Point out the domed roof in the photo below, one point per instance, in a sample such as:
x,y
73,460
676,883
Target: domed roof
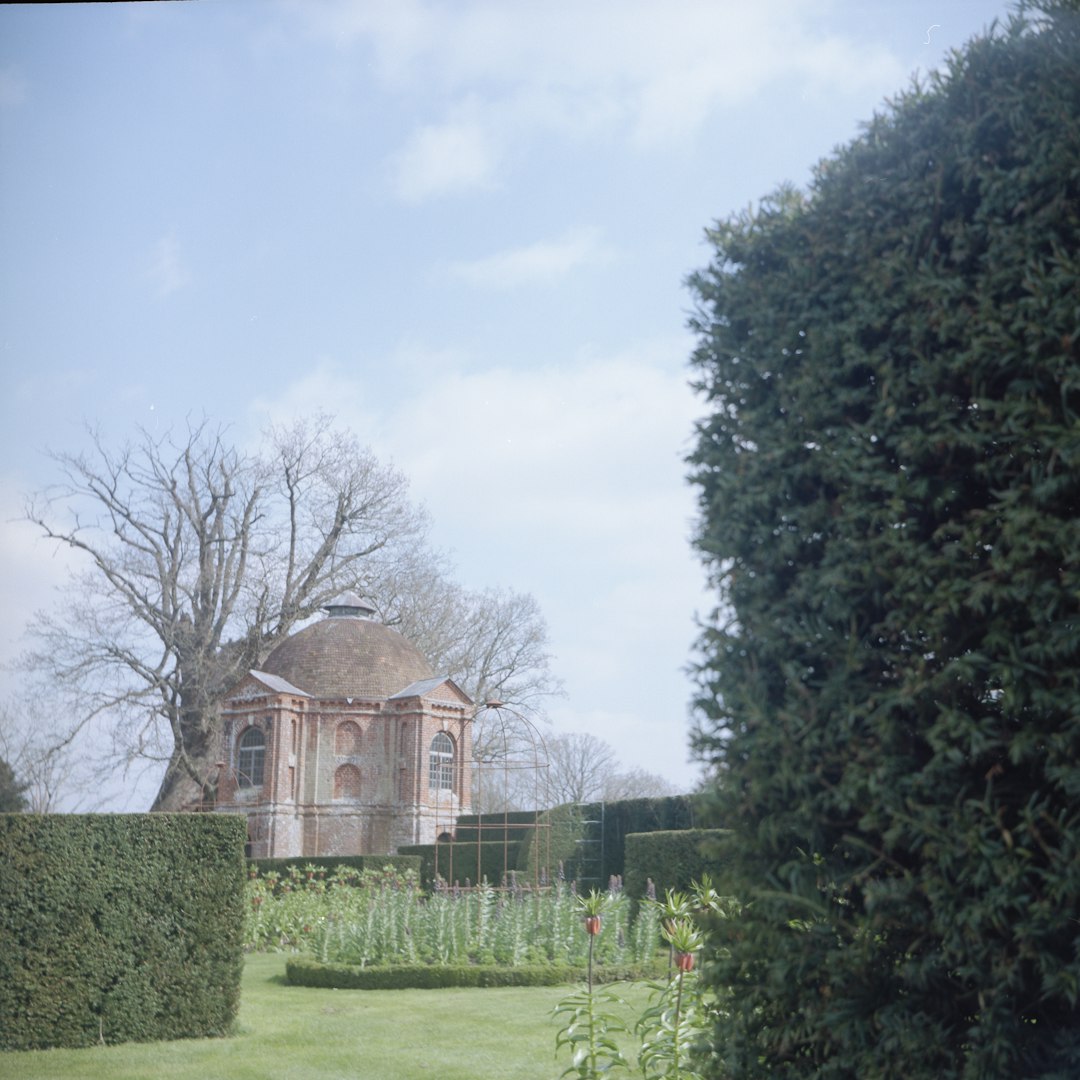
x,y
347,656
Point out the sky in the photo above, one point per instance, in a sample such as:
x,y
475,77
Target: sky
x,y
461,228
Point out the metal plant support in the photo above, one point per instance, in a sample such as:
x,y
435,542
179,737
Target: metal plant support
x,y
509,767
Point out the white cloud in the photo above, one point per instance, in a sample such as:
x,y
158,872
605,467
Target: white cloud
x,y
166,270
565,482
645,72
445,159
542,261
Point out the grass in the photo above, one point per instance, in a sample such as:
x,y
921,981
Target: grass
x,y
286,1033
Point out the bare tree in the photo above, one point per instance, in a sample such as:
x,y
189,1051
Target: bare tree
x,y
199,558
494,643
582,768
578,767
636,784
53,774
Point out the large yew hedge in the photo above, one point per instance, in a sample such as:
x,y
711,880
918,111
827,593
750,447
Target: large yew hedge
x,y
889,478
119,928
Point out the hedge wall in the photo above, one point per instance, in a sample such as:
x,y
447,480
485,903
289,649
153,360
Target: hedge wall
x,y
589,838
674,859
457,861
119,928
331,863
304,971
509,825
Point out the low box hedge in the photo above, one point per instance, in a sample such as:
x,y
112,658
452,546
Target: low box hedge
x,y
118,928
306,971
331,863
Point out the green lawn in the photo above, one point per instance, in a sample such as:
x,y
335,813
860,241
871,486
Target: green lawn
x,y
287,1033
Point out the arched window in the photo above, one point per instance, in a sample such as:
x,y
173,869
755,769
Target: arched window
x,y
347,740
441,774
251,758
347,782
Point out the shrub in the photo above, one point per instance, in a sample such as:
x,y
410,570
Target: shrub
x,y
889,476
327,864
304,971
119,928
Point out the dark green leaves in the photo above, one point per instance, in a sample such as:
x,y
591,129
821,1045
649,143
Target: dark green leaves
x,y
889,482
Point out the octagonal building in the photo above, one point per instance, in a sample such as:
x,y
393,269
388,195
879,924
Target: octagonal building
x,y
345,742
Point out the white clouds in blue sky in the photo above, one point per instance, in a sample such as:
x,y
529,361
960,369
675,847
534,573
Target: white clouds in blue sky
x,y
461,227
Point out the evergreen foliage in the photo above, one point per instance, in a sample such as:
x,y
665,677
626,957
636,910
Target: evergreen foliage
x,y
322,865
119,928
889,478
673,860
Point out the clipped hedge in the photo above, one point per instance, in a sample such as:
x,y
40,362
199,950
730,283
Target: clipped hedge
x,y
304,971
331,863
589,839
457,862
509,825
675,859
119,928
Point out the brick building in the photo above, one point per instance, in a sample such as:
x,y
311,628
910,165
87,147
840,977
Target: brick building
x,y
346,742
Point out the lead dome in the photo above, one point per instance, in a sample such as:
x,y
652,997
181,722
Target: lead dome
x,y
348,655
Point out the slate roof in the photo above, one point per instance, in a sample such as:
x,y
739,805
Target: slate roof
x,y
343,657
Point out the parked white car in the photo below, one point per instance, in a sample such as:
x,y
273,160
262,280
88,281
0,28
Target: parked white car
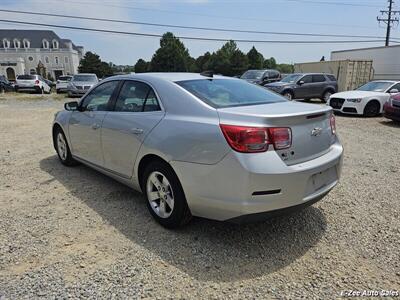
x,y
62,83
31,83
367,100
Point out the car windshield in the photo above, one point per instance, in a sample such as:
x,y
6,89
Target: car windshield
x,y
26,77
92,78
375,86
65,78
252,74
292,78
226,92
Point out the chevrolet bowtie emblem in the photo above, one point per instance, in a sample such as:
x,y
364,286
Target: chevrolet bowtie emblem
x,y
316,131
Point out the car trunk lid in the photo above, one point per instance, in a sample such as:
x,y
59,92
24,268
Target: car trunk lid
x,y
310,125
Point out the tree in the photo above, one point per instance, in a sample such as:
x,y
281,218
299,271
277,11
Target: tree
x,y
270,63
141,66
91,63
256,59
172,56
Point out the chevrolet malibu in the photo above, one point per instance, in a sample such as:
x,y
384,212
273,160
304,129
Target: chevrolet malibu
x,y
203,145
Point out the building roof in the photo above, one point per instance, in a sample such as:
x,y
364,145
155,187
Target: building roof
x,y
35,37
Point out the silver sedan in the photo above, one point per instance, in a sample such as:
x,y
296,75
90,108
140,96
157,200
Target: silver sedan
x,y
203,145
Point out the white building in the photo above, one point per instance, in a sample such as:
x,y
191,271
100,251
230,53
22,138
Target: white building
x,y
385,60
22,50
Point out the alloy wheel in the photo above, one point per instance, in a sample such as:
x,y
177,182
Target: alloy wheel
x,y
160,194
62,146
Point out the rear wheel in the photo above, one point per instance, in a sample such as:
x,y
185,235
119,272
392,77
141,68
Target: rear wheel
x,y
372,109
288,95
165,197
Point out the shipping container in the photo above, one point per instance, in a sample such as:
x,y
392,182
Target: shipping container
x,y
350,74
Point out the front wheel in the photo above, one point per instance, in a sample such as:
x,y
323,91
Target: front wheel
x,y
62,148
165,197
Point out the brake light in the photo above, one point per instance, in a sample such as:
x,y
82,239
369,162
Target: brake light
x,y
256,139
332,122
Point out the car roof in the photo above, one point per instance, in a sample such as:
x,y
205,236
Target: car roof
x,y
168,76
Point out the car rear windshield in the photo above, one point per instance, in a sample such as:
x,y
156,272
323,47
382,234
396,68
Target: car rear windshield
x,y
85,78
65,78
220,93
375,86
26,77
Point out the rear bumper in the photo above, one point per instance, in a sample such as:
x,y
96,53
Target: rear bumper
x,y
241,185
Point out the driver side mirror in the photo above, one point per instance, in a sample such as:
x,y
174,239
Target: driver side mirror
x,y
71,106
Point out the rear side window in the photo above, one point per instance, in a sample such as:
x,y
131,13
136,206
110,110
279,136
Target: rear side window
x,y
331,77
26,77
319,78
136,96
220,93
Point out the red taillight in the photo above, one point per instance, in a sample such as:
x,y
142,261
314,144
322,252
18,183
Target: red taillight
x,y
256,139
332,122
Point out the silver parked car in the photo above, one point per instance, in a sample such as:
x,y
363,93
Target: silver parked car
x,y
203,145
81,83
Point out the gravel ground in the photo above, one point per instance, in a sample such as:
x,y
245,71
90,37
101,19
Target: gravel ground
x,y
74,233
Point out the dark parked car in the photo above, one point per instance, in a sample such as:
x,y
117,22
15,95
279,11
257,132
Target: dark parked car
x,y
391,109
261,77
305,86
5,85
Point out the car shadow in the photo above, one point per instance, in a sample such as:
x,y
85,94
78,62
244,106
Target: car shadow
x,y
390,123
204,249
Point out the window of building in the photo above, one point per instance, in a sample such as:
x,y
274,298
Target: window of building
x,y
26,43
17,43
6,43
45,44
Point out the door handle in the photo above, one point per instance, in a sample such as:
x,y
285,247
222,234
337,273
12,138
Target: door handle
x,y
95,126
137,130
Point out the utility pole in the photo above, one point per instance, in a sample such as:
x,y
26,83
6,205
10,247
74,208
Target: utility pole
x,y
390,18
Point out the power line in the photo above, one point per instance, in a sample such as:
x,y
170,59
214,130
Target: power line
x,y
191,37
390,21
236,18
187,27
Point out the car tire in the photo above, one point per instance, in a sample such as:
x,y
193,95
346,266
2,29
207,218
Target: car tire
x,y
288,95
372,109
62,148
326,95
166,200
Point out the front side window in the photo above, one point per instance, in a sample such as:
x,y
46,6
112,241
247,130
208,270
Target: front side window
x,y
136,97
307,79
318,78
220,93
98,99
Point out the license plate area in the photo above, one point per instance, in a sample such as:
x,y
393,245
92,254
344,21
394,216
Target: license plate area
x,y
320,180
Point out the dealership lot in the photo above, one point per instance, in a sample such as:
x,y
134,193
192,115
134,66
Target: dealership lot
x,y
74,232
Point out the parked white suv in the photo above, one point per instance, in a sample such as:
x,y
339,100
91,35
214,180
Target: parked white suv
x,y
31,83
62,83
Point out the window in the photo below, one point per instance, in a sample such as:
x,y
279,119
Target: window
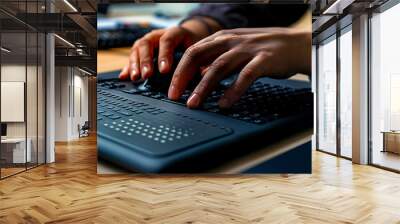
x,y
22,77
346,75
327,96
385,88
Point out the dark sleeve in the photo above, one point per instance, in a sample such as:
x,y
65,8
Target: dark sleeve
x,y
231,16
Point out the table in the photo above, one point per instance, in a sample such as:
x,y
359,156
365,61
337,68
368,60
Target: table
x,y
391,141
13,150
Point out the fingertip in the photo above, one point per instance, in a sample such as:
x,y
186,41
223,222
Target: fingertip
x,y
134,74
173,93
193,101
163,66
224,102
124,73
146,71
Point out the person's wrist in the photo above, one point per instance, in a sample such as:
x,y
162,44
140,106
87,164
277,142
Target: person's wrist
x,y
302,41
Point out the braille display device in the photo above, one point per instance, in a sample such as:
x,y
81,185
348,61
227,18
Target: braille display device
x,y
140,129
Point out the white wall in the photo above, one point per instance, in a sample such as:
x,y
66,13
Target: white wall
x,y
69,82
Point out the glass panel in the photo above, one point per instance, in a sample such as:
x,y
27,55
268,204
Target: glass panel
x,y
32,87
327,96
385,84
31,98
41,99
346,94
13,90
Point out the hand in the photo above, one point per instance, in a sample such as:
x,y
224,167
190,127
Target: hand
x,y
274,52
167,40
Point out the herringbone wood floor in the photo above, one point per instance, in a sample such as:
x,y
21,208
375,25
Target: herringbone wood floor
x,y
70,191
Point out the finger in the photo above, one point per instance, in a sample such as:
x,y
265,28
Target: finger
x,y
246,77
124,73
145,51
193,58
133,67
168,42
219,69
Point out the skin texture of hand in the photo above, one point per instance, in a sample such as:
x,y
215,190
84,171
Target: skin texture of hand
x,y
255,52
140,63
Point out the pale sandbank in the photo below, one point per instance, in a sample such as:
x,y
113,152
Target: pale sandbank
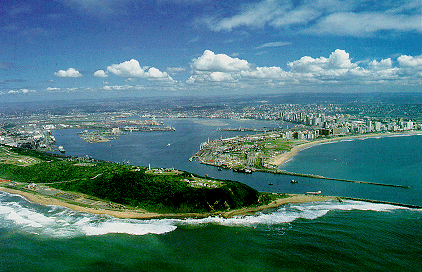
x,y
137,214
280,159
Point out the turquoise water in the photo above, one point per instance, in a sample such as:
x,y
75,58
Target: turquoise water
x,y
325,236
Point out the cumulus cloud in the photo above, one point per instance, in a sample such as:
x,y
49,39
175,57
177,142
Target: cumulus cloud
x,y
338,68
218,63
266,73
71,72
338,62
273,44
380,65
52,89
132,69
100,73
410,62
176,69
21,91
331,17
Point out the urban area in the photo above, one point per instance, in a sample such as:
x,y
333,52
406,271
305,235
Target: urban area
x,y
305,122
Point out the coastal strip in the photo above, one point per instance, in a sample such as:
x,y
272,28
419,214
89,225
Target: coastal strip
x,y
384,202
282,158
283,172
136,214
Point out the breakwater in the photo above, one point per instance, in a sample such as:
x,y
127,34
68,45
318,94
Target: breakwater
x,y
383,202
283,172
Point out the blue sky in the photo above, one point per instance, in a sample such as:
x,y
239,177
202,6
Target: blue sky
x,y
71,49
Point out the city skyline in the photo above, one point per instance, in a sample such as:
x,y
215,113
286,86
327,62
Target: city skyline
x,y
72,49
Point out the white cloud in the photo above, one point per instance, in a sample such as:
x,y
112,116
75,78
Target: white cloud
x,y
218,63
71,72
129,68
410,62
176,69
50,89
333,17
273,44
380,65
266,73
132,69
338,62
338,68
100,73
22,91
365,24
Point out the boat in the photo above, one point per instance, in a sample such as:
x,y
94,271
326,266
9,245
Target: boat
x,y
313,193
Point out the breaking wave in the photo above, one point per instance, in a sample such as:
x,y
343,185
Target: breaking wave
x,y
18,213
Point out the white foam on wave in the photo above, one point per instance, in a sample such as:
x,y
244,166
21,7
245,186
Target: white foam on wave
x,y
17,212
291,212
62,222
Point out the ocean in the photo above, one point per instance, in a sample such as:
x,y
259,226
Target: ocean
x,y
323,236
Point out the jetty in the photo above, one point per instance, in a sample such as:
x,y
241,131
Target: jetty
x,y
283,172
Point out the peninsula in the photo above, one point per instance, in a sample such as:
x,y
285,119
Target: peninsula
x,y
128,191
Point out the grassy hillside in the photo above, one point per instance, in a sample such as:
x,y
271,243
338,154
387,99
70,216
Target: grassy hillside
x,y
171,191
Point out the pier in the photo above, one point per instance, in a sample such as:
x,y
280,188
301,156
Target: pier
x,y
282,172
383,202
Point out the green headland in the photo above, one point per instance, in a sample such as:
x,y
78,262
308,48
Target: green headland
x,y
96,184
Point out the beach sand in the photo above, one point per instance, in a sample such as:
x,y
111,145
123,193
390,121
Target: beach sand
x,y
46,200
279,160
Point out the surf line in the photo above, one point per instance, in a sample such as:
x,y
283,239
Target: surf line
x,y
383,202
283,172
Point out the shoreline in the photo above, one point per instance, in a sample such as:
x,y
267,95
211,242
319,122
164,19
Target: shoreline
x,y
127,214
281,159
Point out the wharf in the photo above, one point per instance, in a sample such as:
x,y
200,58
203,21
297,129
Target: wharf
x,y
282,172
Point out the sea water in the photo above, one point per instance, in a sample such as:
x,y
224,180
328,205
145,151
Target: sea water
x,y
328,236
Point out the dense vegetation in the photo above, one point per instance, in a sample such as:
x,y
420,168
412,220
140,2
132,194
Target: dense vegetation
x,y
164,193
129,185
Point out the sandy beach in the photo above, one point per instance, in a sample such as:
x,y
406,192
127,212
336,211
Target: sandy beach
x,y
279,160
46,200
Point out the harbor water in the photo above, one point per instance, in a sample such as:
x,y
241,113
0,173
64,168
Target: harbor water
x,y
324,236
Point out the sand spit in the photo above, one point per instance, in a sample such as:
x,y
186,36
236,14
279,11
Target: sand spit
x,y
137,214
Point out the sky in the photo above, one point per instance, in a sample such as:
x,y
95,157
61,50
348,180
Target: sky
x,y
77,49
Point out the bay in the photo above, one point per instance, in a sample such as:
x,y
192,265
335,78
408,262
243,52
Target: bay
x,y
329,236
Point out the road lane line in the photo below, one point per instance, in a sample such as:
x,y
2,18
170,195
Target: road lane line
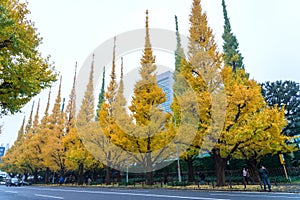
x,y
14,192
129,194
256,195
48,196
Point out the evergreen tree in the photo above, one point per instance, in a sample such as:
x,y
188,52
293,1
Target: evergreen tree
x,y
286,95
232,56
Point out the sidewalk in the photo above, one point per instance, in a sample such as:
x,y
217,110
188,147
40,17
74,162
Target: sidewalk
x,y
282,187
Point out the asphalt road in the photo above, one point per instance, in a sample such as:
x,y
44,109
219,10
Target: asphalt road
x,y
53,193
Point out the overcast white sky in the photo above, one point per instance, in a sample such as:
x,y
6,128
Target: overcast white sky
x,y
267,30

_What is required_
Only the lines from the line with "Point out the road" to the end of the records should be repeated, exactly and without pictures.

_Solution to the exercise_
Point out the road lane line in the photo below, one point per instance, in a sample such as:
x,y
2,18
170,195
Target: road lane line
x,y
14,192
129,194
256,195
48,196
Point out the evergreen tree in the photo above, one point per instance, in a sample such as:
x,y
188,52
293,1
Target: evergreen tree
x,y
286,95
232,56
Point out the sidewalk in the photo above, one point per instance, in a sample such as:
x,y
217,110
188,147
40,17
74,162
Target: sidewalk
x,y
282,187
Point out the asphalt road in the photo above, one point per instance, in a sample such as:
x,y
44,109
219,10
Target: asphalt road
x,y
53,193
Point out the overcast white sky in the photo above, one point per instance, in a sample such as:
x,y
6,128
Target: overcast white sky
x,y
267,30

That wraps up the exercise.